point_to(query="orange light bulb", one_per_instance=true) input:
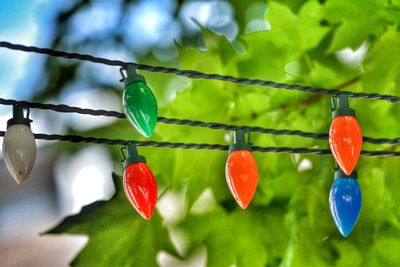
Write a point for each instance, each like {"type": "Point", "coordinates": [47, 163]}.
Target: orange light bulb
{"type": "Point", "coordinates": [242, 176]}
{"type": "Point", "coordinates": [345, 137]}
{"type": "Point", "coordinates": [241, 171]}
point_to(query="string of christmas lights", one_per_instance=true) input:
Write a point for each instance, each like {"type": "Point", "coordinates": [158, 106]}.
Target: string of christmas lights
{"type": "Point", "coordinates": [241, 172]}
{"type": "Point", "coordinates": [62, 108]}
{"type": "Point", "coordinates": [201, 146]}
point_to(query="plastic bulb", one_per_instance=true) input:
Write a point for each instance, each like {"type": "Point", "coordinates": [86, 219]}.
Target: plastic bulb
{"type": "Point", "coordinates": [345, 202]}
{"type": "Point", "coordinates": [139, 183]}
{"type": "Point", "coordinates": [241, 171]}
{"type": "Point", "coordinates": [345, 137]}
{"type": "Point", "coordinates": [19, 146]}
{"type": "Point", "coordinates": [139, 103]}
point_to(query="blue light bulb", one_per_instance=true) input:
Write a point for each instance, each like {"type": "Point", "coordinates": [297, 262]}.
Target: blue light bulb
{"type": "Point", "coordinates": [345, 201]}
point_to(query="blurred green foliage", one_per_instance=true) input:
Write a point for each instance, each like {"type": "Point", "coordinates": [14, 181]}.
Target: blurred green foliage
{"type": "Point", "coordinates": [288, 223]}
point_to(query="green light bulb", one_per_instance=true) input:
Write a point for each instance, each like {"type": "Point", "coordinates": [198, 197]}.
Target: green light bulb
{"type": "Point", "coordinates": [140, 105]}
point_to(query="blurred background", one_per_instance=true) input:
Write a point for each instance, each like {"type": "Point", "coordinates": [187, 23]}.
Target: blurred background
{"type": "Point", "coordinates": [125, 30]}
{"type": "Point", "coordinates": [330, 44]}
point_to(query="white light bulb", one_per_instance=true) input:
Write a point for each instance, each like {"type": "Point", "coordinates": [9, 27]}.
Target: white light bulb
{"type": "Point", "coordinates": [19, 146]}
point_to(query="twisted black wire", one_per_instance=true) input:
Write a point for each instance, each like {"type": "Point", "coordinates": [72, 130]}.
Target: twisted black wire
{"type": "Point", "coordinates": [95, 140]}
{"type": "Point", "coordinates": [197, 74]}
{"type": "Point", "coordinates": [212, 125]}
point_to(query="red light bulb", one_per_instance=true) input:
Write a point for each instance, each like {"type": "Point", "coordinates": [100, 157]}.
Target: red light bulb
{"type": "Point", "coordinates": [345, 137]}
{"type": "Point", "coordinates": [241, 171]}
{"type": "Point", "coordinates": [140, 185]}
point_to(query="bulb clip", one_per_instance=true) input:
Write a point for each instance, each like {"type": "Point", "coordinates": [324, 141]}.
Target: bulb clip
{"type": "Point", "coordinates": [342, 108]}
{"type": "Point", "coordinates": [240, 141]}
{"type": "Point", "coordinates": [132, 76]}
{"type": "Point", "coordinates": [132, 157]}
{"type": "Point", "coordinates": [341, 174]}
{"type": "Point", "coordinates": [18, 117]}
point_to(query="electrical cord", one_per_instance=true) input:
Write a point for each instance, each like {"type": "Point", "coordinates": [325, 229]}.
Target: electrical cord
{"type": "Point", "coordinates": [197, 74]}
{"type": "Point", "coordinates": [212, 125]}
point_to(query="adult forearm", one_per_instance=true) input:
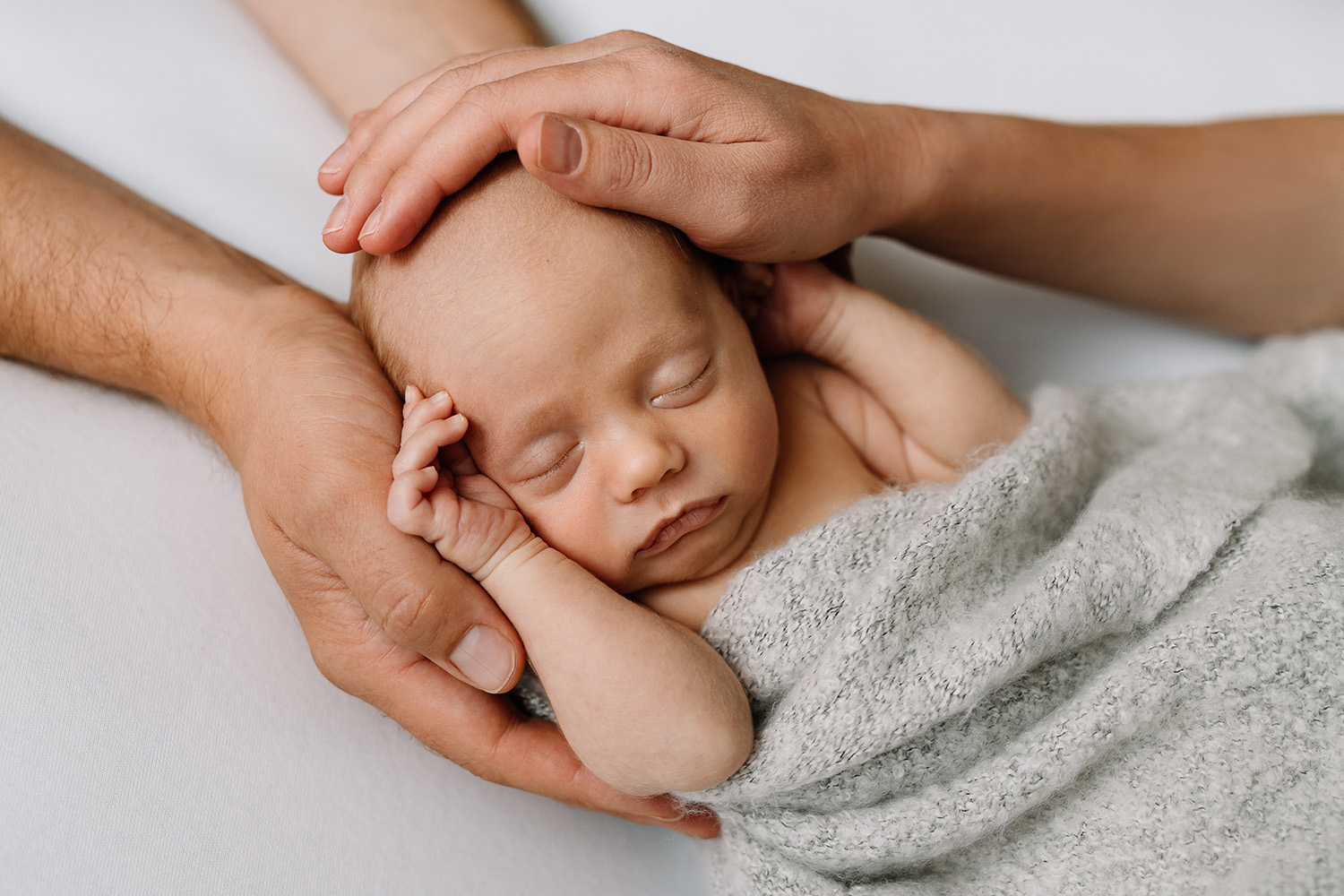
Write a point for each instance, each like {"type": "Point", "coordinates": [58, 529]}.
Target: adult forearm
{"type": "Point", "coordinates": [97, 282]}
{"type": "Point", "coordinates": [357, 53]}
{"type": "Point", "coordinates": [1236, 225]}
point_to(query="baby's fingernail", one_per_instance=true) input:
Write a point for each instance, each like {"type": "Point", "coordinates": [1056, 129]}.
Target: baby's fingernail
{"type": "Point", "coordinates": [338, 218]}
{"type": "Point", "coordinates": [336, 160]}
{"type": "Point", "coordinates": [371, 222]}
{"type": "Point", "coordinates": [559, 147]}
{"type": "Point", "coordinates": [486, 657]}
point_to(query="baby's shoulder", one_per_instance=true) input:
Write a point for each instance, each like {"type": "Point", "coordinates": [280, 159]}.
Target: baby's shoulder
{"type": "Point", "coordinates": [796, 378]}
{"type": "Point", "coordinates": [806, 383]}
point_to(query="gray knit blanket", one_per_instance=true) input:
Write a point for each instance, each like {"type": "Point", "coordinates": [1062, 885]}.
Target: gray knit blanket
{"type": "Point", "coordinates": [1109, 659]}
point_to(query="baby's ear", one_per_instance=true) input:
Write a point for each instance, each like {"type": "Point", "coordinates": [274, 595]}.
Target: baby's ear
{"type": "Point", "coordinates": [746, 285]}
{"type": "Point", "coordinates": [839, 263]}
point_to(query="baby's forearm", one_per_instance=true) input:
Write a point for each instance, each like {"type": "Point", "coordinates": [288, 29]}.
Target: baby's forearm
{"type": "Point", "coordinates": [938, 392]}
{"type": "Point", "coordinates": [645, 702]}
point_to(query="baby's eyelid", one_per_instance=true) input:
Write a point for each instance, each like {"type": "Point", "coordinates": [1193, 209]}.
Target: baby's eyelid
{"type": "Point", "coordinates": [556, 468]}
{"type": "Point", "coordinates": [659, 401]}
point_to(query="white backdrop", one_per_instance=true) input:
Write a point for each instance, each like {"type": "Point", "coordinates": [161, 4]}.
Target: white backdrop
{"type": "Point", "coordinates": [161, 726]}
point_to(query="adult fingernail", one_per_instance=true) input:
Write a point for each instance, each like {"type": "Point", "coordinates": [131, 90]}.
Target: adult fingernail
{"type": "Point", "coordinates": [336, 160]}
{"type": "Point", "coordinates": [371, 222]}
{"type": "Point", "coordinates": [559, 147]}
{"type": "Point", "coordinates": [338, 218]}
{"type": "Point", "coordinates": [486, 657]}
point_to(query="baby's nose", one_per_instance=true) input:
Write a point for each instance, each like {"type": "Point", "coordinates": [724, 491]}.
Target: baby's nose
{"type": "Point", "coordinates": [645, 460]}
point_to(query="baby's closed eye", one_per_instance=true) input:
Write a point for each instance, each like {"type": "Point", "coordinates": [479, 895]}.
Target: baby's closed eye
{"type": "Point", "coordinates": [687, 383]}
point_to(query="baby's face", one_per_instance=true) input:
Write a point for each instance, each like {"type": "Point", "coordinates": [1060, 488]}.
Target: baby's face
{"type": "Point", "coordinates": [615, 394]}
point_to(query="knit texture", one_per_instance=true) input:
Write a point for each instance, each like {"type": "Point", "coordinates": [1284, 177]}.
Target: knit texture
{"type": "Point", "coordinates": [1109, 659]}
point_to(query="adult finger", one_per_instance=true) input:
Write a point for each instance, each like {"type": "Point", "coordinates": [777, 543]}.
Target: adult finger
{"type": "Point", "coordinates": [367, 125]}
{"type": "Point", "coordinates": [470, 116]}
{"type": "Point", "coordinates": [382, 142]}
{"type": "Point", "coordinates": [484, 734]}
{"type": "Point", "coordinates": [494, 740]}
{"type": "Point", "coordinates": [645, 174]}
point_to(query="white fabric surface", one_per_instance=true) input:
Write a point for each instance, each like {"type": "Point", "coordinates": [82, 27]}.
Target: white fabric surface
{"type": "Point", "coordinates": [161, 724]}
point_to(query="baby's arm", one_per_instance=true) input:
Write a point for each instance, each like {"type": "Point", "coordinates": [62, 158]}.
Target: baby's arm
{"type": "Point", "coordinates": [644, 702]}
{"type": "Point", "coordinates": [913, 401]}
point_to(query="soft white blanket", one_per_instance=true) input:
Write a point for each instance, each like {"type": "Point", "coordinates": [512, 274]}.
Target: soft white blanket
{"type": "Point", "coordinates": [1107, 661]}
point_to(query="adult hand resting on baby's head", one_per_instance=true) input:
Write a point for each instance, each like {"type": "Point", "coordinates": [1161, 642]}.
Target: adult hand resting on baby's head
{"type": "Point", "coordinates": [746, 166]}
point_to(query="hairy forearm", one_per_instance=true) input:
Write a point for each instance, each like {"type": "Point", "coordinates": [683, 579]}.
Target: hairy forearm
{"type": "Point", "coordinates": [645, 702]}
{"type": "Point", "coordinates": [1236, 225]}
{"type": "Point", "coordinates": [97, 282]}
{"type": "Point", "coordinates": [357, 53]}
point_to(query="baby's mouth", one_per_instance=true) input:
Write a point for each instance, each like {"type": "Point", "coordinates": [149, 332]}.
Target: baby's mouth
{"type": "Point", "coordinates": [688, 520]}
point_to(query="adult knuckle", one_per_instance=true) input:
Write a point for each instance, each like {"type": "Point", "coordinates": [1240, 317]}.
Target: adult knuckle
{"type": "Point", "coordinates": [401, 608]}
{"type": "Point", "coordinates": [632, 164]}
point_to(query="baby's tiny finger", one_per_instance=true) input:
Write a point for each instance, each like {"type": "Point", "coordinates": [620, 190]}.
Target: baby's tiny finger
{"type": "Point", "coordinates": [421, 446]}
{"type": "Point", "coordinates": [437, 408]}
{"type": "Point", "coordinates": [406, 504]}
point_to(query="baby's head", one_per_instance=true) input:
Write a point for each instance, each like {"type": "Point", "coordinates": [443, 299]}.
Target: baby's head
{"type": "Point", "coordinates": [609, 384]}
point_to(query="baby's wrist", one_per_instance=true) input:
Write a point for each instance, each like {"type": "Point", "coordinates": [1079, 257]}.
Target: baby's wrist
{"type": "Point", "coordinates": [511, 557]}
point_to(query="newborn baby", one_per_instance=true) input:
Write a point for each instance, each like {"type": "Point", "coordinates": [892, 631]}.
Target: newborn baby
{"type": "Point", "coordinates": [602, 447]}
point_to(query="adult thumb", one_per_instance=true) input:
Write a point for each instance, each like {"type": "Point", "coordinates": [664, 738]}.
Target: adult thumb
{"type": "Point", "coordinates": [664, 177]}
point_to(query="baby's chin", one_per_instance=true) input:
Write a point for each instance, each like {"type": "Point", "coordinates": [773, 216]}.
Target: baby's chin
{"type": "Point", "coordinates": [672, 567]}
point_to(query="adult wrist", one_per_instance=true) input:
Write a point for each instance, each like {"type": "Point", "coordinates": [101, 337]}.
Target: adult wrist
{"type": "Point", "coordinates": [245, 346]}
{"type": "Point", "coordinates": [908, 155]}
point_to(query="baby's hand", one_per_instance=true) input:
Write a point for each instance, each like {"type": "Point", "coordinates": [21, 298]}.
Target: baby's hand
{"type": "Point", "coordinates": [438, 495]}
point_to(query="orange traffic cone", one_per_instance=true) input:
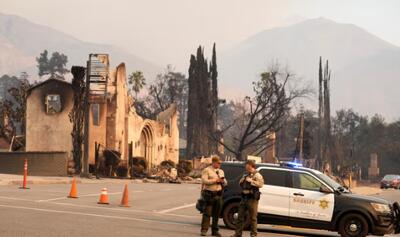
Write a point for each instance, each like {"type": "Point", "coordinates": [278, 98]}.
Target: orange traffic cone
{"type": "Point", "coordinates": [125, 197]}
{"type": "Point", "coordinates": [74, 191]}
{"type": "Point", "coordinates": [103, 197]}
{"type": "Point", "coordinates": [24, 182]}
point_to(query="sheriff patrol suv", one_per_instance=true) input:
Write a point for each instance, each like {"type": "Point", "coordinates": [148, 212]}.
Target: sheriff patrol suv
{"type": "Point", "coordinates": [302, 197]}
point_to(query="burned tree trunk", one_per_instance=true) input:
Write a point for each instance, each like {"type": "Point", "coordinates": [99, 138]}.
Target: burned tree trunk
{"type": "Point", "coordinates": [324, 117]}
{"type": "Point", "coordinates": [202, 106]}
{"type": "Point", "coordinates": [76, 116]}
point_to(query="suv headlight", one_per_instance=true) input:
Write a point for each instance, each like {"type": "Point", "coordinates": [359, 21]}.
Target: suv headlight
{"type": "Point", "coordinates": [382, 208]}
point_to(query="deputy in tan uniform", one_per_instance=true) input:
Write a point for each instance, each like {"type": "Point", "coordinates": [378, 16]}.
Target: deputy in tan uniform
{"type": "Point", "coordinates": [213, 179]}
{"type": "Point", "coordinates": [251, 182]}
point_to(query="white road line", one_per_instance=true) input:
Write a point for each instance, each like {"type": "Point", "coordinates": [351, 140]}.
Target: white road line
{"type": "Point", "coordinates": [96, 215]}
{"type": "Point", "coordinates": [86, 195]}
{"type": "Point", "coordinates": [124, 210]}
{"type": "Point", "coordinates": [177, 208]}
{"type": "Point", "coordinates": [16, 199]}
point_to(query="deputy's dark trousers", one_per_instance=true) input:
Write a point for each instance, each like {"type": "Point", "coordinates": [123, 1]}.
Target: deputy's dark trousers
{"type": "Point", "coordinates": [247, 206]}
{"type": "Point", "coordinates": [212, 209]}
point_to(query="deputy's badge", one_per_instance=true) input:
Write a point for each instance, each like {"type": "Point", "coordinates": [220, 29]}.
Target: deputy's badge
{"type": "Point", "coordinates": [323, 204]}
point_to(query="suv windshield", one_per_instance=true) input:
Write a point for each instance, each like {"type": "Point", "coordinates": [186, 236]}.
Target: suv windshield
{"type": "Point", "coordinates": [332, 183]}
{"type": "Point", "coordinates": [389, 177]}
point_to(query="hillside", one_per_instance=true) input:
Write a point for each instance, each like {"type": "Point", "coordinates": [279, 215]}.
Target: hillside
{"type": "Point", "coordinates": [21, 41]}
{"type": "Point", "coordinates": [362, 64]}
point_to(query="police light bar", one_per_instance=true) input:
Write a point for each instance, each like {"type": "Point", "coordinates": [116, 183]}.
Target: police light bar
{"type": "Point", "coordinates": [291, 164]}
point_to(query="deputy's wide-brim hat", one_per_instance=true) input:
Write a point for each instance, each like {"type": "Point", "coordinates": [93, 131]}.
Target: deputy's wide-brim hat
{"type": "Point", "coordinates": [216, 159]}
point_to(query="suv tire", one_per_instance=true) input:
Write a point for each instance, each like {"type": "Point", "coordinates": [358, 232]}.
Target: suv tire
{"type": "Point", "coordinates": [229, 218]}
{"type": "Point", "coordinates": [353, 225]}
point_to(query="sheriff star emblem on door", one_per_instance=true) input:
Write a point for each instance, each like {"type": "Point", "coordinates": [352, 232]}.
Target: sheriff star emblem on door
{"type": "Point", "coordinates": [323, 203]}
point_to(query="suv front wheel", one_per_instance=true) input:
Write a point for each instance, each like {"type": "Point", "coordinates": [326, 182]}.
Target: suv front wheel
{"type": "Point", "coordinates": [230, 215]}
{"type": "Point", "coordinates": [353, 225]}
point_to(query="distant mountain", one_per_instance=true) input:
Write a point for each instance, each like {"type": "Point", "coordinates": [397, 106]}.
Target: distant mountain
{"type": "Point", "coordinates": [365, 68]}
{"type": "Point", "coordinates": [21, 41]}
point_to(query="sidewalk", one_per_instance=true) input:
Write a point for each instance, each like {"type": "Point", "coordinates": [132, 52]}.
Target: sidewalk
{"type": "Point", "coordinates": [11, 179]}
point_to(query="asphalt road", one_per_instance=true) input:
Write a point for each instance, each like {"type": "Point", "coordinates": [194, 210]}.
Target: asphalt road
{"type": "Point", "coordinates": [156, 210]}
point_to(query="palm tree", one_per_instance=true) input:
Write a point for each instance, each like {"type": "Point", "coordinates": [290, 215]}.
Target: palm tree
{"type": "Point", "coordinates": [137, 82]}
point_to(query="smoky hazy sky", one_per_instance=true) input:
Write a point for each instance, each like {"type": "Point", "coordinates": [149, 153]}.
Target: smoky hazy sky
{"type": "Point", "coordinates": [168, 31]}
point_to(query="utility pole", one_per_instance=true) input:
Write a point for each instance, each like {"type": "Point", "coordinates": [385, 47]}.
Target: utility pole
{"type": "Point", "coordinates": [85, 163]}
{"type": "Point", "coordinates": [301, 137]}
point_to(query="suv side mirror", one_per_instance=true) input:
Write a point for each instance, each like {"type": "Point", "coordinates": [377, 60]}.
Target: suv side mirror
{"type": "Point", "coordinates": [324, 189]}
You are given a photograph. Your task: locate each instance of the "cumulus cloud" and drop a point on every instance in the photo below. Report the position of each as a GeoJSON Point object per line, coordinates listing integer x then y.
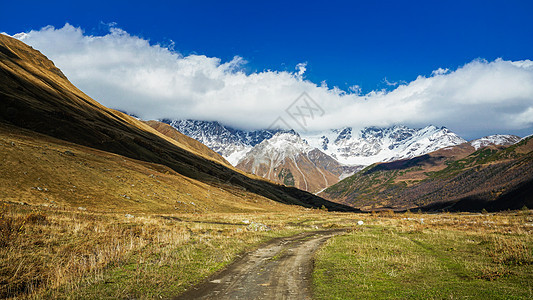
{"type": "Point", "coordinates": [129, 73]}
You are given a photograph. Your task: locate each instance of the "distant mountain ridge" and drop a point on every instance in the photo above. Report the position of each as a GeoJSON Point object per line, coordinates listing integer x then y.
{"type": "Point", "coordinates": [231, 143]}
{"type": "Point", "coordinates": [287, 158]}
{"type": "Point", "coordinates": [493, 177]}
{"type": "Point", "coordinates": [346, 145]}
{"type": "Point", "coordinates": [374, 144]}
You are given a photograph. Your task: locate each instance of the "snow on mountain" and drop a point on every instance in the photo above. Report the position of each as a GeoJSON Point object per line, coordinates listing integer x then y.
{"type": "Point", "coordinates": [287, 158]}
{"type": "Point", "coordinates": [497, 139]}
{"type": "Point", "coordinates": [231, 143]}
{"type": "Point", "coordinates": [347, 146]}
{"type": "Point", "coordinates": [373, 144]}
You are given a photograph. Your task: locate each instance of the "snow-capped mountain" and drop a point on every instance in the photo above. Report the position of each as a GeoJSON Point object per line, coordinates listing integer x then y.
{"type": "Point", "coordinates": [231, 143]}
{"type": "Point", "coordinates": [497, 139]}
{"type": "Point", "coordinates": [346, 146]}
{"type": "Point", "coordinates": [373, 144]}
{"type": "Point", "coordinates": [287, 158]}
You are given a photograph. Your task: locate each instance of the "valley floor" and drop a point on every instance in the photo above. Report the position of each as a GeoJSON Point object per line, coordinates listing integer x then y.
{"type": "Point", "coordinates": [54, 252]}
--
_TASK TO CARRY OUT_
Which lines above contain the string "soft"? Copy every one of them in full, and treat uppercase and lowercase letters as different.

_WRITTEN SOLUTION_
point_to(query="soft white blanket", one_per_instance=true) input:
Target: soft white blanket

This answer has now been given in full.